--- Vorliegender Text ---

Abschiedspredigt Mainz 28. Juni 2020
Liebe Schwestern und Brüder,
Schreibstau und aufkeimendes Lampenfieber. Das sind, seit ich diesen Beruf ausübe, verlässliche Begleiter meiner Samstage, wenn ich mich dann endlich doch an den Schreibtisch zur Predigtvorbereitung gezwungen habe.
Manchmal hat es dann geholfen, mir die Gemeinde vorzustellen, vor die ich treten würde:
Die freundlichen Gesichter, das Wohlwollen, die Atmosphäre unserer Gottesdienste, ihre gelöste, heitere Festlichkeit, mit den Messdienerinnen und Messdienern, die gerne kommen und die wissen, dass sie eigentlich nichts falsch machen können, den Lektorinnen, die - man merkt es, wenn sie dann lesen- sich vorbereitet haben, der Musik, dem Orgelspiel, den Kantoren, der Schola, die in dieser Zeit der Corona - Beschränkungen so wichtig geworden ist.
Und manchmal – nicht immer – hat sich dann der Knoten doch noch irgendwie gelöst.
„Hab ich erst dein Ohr, find ich schon mein Wort“, sagt der Schriftsteller Karl Kraus.
Er formuliert damit eine tiefe und wesentliche Wahrheit unseres Menschseins: dass wir nämlich in der Begegnung mit dem anderen und von ihm her erst zu uns selbst kommen.
Auch eine Predigt, obwohl da ja immer nur einer spricht, ist ein zutiefst dialogisches Geschehen.

---

Beantworten Sie anhand der Abschiedspredigt:
(a) Welche zwei verlässlichen Begleiter der Samstage nennt der Prediger?
(b) Welcher Schriftsteller wird zitiert?
(c) Was ist in der Zeit der Corona-Beschränkungen so wichtig geworden?
Die Zeilen stammen aus einer anderen Quelle als der Text.

--- Bereitgestelltes Material ---

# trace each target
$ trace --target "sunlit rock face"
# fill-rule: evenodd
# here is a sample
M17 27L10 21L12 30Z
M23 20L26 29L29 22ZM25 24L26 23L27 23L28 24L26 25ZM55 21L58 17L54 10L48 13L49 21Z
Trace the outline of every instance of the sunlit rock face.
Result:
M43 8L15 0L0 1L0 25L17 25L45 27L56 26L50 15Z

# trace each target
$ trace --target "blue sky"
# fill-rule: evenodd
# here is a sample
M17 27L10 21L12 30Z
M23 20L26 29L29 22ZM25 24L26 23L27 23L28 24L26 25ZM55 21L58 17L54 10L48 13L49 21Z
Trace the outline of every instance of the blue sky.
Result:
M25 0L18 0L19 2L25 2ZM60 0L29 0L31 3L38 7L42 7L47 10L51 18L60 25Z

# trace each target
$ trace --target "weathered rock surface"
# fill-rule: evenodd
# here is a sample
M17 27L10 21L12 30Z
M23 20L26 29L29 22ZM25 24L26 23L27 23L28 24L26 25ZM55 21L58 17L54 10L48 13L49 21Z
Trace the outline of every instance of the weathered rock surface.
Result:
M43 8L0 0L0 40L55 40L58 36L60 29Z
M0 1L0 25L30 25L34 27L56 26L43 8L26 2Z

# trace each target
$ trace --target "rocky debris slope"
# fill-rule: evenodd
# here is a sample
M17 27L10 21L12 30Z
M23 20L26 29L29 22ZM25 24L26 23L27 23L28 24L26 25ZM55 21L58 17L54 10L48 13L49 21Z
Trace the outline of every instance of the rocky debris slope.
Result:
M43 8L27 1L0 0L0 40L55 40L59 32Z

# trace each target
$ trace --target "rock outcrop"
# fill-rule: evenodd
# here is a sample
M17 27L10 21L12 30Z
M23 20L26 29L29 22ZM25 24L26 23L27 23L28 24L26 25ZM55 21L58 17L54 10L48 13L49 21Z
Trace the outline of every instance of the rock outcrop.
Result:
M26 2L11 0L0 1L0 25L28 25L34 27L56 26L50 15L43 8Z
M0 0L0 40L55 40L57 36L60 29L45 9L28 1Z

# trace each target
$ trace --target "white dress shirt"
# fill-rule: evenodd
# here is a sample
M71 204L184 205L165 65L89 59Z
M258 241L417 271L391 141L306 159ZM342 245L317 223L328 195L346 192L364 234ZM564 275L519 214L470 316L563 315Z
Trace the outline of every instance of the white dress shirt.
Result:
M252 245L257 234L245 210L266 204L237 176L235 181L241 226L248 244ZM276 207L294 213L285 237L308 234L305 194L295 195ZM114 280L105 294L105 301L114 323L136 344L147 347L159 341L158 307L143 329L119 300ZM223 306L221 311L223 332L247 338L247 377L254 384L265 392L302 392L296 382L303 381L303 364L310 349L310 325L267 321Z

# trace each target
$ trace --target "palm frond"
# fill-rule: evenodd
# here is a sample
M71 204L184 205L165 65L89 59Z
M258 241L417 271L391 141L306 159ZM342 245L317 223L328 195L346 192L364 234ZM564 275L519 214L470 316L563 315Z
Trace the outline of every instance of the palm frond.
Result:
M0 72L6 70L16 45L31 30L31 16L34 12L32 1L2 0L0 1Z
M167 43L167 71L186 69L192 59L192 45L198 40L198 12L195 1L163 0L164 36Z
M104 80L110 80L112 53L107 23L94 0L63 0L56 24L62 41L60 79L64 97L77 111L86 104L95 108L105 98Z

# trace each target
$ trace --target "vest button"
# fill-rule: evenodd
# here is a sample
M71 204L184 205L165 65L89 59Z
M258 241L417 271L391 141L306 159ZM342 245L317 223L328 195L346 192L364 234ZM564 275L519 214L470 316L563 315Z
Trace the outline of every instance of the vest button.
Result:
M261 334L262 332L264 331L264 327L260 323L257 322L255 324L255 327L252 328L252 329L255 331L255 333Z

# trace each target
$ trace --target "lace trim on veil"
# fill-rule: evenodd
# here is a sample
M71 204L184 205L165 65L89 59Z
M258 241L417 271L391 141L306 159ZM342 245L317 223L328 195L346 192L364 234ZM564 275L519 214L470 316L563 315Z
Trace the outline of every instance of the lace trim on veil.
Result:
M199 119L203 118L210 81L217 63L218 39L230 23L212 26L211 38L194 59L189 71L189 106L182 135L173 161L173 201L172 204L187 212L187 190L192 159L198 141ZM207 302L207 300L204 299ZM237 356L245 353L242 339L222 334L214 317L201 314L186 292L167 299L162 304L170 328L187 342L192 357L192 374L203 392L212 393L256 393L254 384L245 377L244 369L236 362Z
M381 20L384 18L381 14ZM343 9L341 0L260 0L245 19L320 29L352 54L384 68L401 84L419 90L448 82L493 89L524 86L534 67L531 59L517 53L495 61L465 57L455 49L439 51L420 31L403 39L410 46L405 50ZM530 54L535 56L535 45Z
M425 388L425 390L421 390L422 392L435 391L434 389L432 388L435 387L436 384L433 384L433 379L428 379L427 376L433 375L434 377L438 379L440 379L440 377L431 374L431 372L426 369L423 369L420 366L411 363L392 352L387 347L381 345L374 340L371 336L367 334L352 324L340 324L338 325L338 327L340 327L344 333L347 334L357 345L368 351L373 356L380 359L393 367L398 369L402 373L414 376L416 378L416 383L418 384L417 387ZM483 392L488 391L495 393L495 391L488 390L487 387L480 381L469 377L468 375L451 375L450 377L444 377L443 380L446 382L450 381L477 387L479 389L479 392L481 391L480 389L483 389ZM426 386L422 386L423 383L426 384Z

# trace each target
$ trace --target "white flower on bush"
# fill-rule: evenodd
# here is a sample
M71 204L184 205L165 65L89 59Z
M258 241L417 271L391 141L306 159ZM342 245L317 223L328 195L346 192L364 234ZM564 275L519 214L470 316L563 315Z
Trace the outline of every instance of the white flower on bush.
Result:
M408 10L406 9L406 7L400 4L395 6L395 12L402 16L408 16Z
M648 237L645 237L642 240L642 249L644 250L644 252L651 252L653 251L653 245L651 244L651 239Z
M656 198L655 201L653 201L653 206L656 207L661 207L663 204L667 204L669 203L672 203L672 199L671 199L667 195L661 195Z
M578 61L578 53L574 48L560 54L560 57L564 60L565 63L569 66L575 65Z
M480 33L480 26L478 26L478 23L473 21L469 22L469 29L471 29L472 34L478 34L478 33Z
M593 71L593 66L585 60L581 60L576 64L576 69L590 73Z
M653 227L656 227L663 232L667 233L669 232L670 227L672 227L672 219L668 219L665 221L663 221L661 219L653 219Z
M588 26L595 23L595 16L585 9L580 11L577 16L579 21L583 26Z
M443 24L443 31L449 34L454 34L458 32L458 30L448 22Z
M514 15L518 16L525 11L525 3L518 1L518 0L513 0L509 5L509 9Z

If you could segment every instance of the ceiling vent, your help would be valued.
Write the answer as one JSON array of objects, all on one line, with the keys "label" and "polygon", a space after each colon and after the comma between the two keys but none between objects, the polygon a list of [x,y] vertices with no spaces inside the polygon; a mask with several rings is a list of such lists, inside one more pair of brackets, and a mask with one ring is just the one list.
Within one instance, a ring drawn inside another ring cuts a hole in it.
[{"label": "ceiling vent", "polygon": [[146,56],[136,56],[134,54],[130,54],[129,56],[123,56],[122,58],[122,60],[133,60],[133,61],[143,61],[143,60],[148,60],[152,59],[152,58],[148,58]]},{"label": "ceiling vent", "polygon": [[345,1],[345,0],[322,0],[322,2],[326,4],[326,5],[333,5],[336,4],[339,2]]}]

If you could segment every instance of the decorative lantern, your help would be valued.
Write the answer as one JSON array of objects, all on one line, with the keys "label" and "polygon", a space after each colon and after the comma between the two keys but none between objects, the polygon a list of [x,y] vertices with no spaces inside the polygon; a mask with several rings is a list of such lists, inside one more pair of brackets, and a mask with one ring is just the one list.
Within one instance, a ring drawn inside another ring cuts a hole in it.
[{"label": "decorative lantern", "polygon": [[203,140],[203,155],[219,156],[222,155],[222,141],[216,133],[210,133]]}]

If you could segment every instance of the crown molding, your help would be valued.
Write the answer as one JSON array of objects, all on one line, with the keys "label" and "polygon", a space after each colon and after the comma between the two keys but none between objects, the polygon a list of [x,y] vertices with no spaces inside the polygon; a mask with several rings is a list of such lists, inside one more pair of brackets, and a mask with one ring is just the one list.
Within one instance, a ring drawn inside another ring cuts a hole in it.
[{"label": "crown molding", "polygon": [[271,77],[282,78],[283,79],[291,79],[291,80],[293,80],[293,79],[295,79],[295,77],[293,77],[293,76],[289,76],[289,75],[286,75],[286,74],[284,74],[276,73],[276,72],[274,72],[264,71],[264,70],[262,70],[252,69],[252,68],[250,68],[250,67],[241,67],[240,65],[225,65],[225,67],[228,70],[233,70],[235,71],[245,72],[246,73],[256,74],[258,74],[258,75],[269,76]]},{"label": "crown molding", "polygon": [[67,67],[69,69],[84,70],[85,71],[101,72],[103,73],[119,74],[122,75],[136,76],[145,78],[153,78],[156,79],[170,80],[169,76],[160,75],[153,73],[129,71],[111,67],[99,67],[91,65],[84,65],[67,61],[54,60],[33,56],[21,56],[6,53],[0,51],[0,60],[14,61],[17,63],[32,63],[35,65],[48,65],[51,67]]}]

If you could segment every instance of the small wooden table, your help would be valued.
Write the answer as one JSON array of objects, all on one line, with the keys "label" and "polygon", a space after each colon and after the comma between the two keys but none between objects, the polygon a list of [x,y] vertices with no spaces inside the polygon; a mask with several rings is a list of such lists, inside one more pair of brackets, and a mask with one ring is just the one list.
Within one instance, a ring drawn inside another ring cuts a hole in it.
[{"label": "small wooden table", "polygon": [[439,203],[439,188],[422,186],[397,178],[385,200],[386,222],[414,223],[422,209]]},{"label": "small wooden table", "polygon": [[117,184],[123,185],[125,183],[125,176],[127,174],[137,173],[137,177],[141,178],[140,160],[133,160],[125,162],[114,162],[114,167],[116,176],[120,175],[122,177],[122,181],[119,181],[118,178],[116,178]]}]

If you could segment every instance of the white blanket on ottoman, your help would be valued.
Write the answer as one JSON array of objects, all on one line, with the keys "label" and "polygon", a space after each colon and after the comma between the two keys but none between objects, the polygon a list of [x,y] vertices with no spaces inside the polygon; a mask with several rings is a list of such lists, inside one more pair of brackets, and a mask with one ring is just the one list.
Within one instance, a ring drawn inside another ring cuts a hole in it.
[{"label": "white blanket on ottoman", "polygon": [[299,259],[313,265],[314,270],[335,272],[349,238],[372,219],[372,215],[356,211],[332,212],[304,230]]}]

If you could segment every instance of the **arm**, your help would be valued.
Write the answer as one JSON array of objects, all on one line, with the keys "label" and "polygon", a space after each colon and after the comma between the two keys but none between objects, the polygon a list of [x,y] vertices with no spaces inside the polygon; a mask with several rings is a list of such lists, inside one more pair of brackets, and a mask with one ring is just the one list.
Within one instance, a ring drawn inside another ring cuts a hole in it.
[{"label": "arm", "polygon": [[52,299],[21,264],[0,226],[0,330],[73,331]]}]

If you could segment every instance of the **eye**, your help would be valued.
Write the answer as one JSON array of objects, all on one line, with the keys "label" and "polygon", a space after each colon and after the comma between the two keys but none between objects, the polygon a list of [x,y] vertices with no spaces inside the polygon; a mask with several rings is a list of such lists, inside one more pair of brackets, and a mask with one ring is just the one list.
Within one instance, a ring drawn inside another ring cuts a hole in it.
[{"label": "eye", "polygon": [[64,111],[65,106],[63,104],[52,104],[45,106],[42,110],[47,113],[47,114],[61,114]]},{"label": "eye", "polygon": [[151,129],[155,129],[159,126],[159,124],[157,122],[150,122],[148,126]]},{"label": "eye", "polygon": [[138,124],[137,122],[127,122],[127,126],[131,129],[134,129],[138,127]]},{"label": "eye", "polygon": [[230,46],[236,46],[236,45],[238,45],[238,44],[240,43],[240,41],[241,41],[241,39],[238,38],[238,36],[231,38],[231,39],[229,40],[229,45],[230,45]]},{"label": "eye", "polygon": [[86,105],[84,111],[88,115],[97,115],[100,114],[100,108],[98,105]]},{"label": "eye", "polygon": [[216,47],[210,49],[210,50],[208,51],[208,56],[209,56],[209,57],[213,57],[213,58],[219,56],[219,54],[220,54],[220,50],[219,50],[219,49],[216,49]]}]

---

# Schriftliche Antwort
(a) Schreibstau und aufkeimendes Lampenfieber
(b) Karl Kraus
(c) Die Schola